**YOUR GOAL:**
Print every record exactly, omitting all pictures.

════════

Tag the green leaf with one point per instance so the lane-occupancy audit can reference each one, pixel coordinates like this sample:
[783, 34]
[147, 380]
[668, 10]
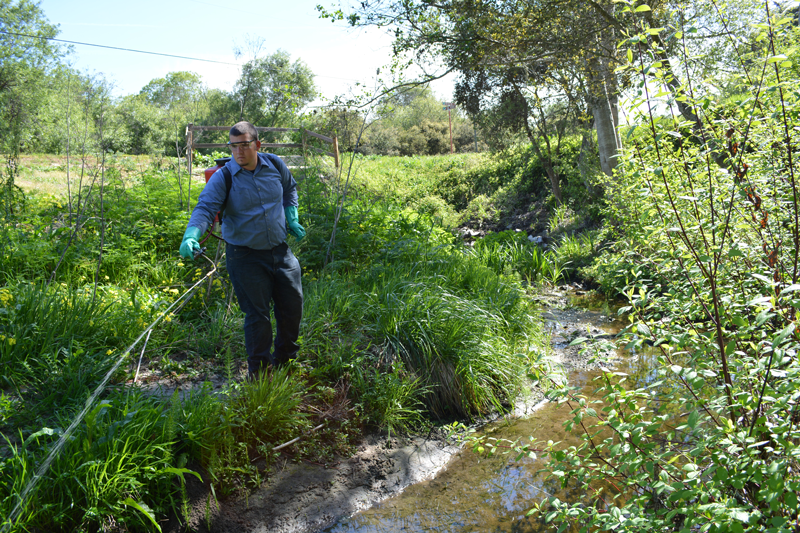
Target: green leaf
[142, 508]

════════

**TASK OUTPUT:**
Tag the green leaf with one point per instance so the lane-occupancy audit can reference each one, pixel coordinates like this sample:
[783, 34]
[147, 380]
[668, 10]
Target: green leaf
[142, 508]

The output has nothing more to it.